* _What is required_: Repeat each line word for word.
------------------------------------------------
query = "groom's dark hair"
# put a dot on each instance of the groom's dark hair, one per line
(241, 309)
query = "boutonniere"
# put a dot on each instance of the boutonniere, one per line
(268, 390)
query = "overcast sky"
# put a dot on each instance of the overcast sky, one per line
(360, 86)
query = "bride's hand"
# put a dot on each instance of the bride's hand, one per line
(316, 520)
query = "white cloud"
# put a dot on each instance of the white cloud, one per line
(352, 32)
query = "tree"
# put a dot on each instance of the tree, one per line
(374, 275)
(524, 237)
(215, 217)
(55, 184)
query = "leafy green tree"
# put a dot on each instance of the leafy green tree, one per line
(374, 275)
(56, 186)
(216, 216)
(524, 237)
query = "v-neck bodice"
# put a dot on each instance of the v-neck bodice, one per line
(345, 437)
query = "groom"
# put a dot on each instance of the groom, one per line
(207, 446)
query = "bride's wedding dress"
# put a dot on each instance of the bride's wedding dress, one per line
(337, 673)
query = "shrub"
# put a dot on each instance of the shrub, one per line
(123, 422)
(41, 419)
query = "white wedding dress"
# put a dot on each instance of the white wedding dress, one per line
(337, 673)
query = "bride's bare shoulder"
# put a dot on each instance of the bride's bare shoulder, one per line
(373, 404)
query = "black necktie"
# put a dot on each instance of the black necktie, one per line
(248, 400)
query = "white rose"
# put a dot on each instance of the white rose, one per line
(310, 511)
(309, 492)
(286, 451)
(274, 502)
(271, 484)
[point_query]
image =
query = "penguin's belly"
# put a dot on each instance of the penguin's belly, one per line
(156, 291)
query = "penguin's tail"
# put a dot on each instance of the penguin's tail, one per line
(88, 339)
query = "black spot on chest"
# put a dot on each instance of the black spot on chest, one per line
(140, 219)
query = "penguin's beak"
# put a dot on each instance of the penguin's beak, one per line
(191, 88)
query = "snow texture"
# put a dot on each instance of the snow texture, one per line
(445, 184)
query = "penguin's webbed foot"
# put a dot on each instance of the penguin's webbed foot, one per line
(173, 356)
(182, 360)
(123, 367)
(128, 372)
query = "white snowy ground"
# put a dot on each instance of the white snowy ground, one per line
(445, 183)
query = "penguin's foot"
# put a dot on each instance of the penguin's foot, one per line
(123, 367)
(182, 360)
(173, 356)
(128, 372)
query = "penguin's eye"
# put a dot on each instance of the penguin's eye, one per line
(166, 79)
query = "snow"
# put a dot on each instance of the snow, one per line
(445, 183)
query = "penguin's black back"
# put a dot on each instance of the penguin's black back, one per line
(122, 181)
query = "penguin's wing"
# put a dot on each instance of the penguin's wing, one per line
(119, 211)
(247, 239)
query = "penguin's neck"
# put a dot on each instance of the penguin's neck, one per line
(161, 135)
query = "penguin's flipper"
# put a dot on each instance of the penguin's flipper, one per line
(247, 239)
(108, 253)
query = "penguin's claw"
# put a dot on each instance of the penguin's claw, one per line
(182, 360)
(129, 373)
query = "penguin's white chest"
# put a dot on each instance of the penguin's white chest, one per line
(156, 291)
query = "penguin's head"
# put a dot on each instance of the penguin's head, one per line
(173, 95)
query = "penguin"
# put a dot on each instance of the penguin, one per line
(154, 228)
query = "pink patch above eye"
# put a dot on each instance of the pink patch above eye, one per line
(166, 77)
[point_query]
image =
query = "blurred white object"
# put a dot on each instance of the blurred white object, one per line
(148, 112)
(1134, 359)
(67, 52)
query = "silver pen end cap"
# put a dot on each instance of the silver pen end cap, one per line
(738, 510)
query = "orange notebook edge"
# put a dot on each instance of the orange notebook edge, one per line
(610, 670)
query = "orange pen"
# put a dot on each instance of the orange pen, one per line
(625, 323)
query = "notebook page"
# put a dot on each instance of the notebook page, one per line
------------------------------------------------
* _Task result_:
query = "groom's dark hair"
# put a dot on each instance of the groom's dark hair, one per line
(241, 309)
query = "boutonniere"
# put a dot on each instance of the boutonniere, one per line
(268, 390)
query = "overcast sky"
# put a dot on each instance of the overcast sky, one per line
(360, 86)
query = "bride's hand"
# put a dot on each instance of the bride's hand, one per line
(316, 520)
query = "white cloud"
# put a dot on each instance of the white cloud, one per line
(352, 32)
query = "tree"
# put a dot on each instance of the tree, one per line
(374, 275)
(524, 237)
(215, 217)
(55, 184)
query = "leafy green tree"
# put a dot on each instance of the leafy green tree, one per line
(374, 275)
(56, 186)
(216, 216)
(524, 237)
query = "v-neck bodice"
# put a dot on each instance of the v-neck bodice, one per line
(345, 437)
query = "groom"
# put a dot on each instance of the groom, one per line
(207, 446)
query = "bride's wedding dress"
# put a dot on each instance of the bride's wedding dress, one per line
(337, 673)
query = "shrub"
# put a dot on each instance of the shrub, one per line
(123, 422)
(41, 419)
query = "white wedding dress"
# put a dot on each instance of the white wedding dress, one per line
(337, 673)
query = "bride's bare shoulder"
# put a dot on each instance of the bride's bare shoulder, one per line
(373, 404)
query = "black necktie"
# put a dot on each instance of the black necktie, one per line
(248, 400)
query = "white rose"
# put a dot on each instance of the white rose, one per line
(310, 511)
(309, 492)
(286, 451)
(274, 502)
(271, 484)
[point_query]
image =
query = "penguin's belly"
# put a dot on each instance of the penguin's belly, one per line
(156, 291)
query = "penguin's tail"
# put a dot on each instance of the penguin's tail, one per line
(88, 339)
query = "black spot on chest"
# put a dot on each instance of the black spot on chest, one per line
(140, 219)
query = "penguin's beak"
# put a dot on each instance of the penguin's beak, one per line
(191, 88)
query = "snow texture"
# put a dot on each instance of the snow texture, one per line
(445, 184)
query = "penguin's webbed foot"
# put a dot on each instance of the penguin's webbed foot, one per line
(173, 356)
(182, 360)
(123, 367)
(128, 372)
query = "white snowy ground"
# put a dot on each instance of the white snowy ground, one per line
(445, 183)
query = "penguin's foot"
# put a dot on each instance of the penguin's foot, one per line
(123, 367)
(182, 360)
(173, 356)
(128, 372)
query = "penguin's eye"
# put a dot on each instance of the penguin's eye, one per line
(166, 79)
query = "snow"
# put a dot on each instance of the snow, one per line
(445, 183)
query = "penguin's black back"
# put a dot on each instance of the penguin's black back, one per line
(122, 181)
query = "penguin's wing"
# put a dot on each instance of the penguin's wing, one per line
(119, 211)
(247, 239)
query = "penguin's neck"
# put a dot on each instance of the penguin's neck, one per line
(161, 135)
query = "penguin's flipper"
# put a dot on each instance of the penguin's flipper, one per line
(247, 239)
(108, 253)
query = "penguin's claw"
# put a dot on each instance of the penguin's claw, one per line
(182, 360)
(129, 373)
query = "penguin's white chest"
# put a dot on each instance of the penguin's white chest, one per line
(156, 291)
query = "penguin's head"
# put a dot on each instance of the penguin's head, one per line
(173, 95)
query = "penguin"
# put a dot on each instance of the penguin, one per line
(154, 228)
query = "pink patch above eye"
# put a dot on each instance of the pink patch above eye, one per line
(166, 77)
[point_query]
image =
query = "blurred white object"
# put a dot on each instance of the blurred white object, one per line
(148, 112)
(1134, 359)
(67, 52)
query = "silver pen end cap"
# put a dot on each instance of the silver pen end cap, one per line
(738, 510)
query = "orange notebook edge"
# put a dot on each instance of the orange notebook edge, one per line
(610, 670)
query = "orange pen"
# put a dot on each instance of the orange pen, one per line
(625, 323)
query = "notebook page"
# put a dot on each instance of the notebook page, one per line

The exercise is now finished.